- [Text]
Background: (Jira: DA-422) 

Retrived person features per user device from Quest Mobile (3rd party persona service). 

To determine whether the QM features improve classification score on top of LLS common persona features.

## Classifier Score

In [1]:
from helper_sqlbuffet import *
# from bokeh.io import output_notebook, show
# from bokeh.plotting import figure
# from bokeh.models import ColumnDataSource
import pandas as pd
import numpy as np

import lightgbm as lgb
from sklearn.model_selection import train_test_split, cross_val_score
from bayes_opt import BayesianOptimization

In [2]:
# read raw
# some source tables were imported from offline data
df_raw = query2df('./sql_training_data_with_lls_qm_persona_features.sql')

- [Data segment]
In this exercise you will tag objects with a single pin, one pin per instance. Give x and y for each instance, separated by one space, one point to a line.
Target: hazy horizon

- [What is asked]
(a) Do these statements agree with the Quest Mobile notebook? Answer yes or no for each, quoting the words from the Quest Mobile notebook that decide it. (i) The work checks whether the QM features raise the classification score beyond the LLS common persona features. (ii) The bokeh imports are active in the code. (iii) Some source tables came from offline data.
(b) Please pick up the Quest Mobile notebook after its last line and continue it.
The lines above were taken from a separate source.

- [Task-by-task results]
(a)
(i) Yes: "To determine whether the QM features improve classification score on top of LLS common persona features."
(ii) No: "# from bokeh.io import output_notebook, show"
(iii) Yes: "# some source tables were imported from offline data"

(b)
In [3]:
# set label and feature columns
_label = 'ordered_cc'

_lls_features = ['lls_profession', 'gender', 'is_child', 'city_level', 'province', 'platform', 'channel']
_qm_features = ['age', 'marriage', 'children', 'qm_profession', 'online_purchasing_power']

_lls_cate_features = ['lls_profession', 'gender', 'province', 'platform', 'channel']
_qm_cate_features = ['age', 'marriage', 'children', 'qm_profession']

# convert object to string columns
for col in _lls_cate_features + _qm_cate_features:
    df_raw[col] = df_raw[col].astype('category')

In [4]:
# Bayesian Opt
# ref: https://gist.github.com/mohit-sinha/be3f2999eb21d1992d03b7590fe2d88b
def lgb_eval(num_leaves,
             max_depth,
             min_child_weight,
             subsample,
             colsample_bytree):
    
    clf = lgb.LGBMClassifier(
        objective = 'binary',
        metric= 'auc',
        eval_metric= 'auc',
        n_estimators= 2000,
        # early_stopping_rounds = 50,
        num_leaves= int(num_leaves),
        max_depth= int(max_depth),
        min_child_weight= min_child_weight,
        subsample= subsample,
        colsample_bytreeple_bytree= colsample_bytree,
        verbose =-1
    )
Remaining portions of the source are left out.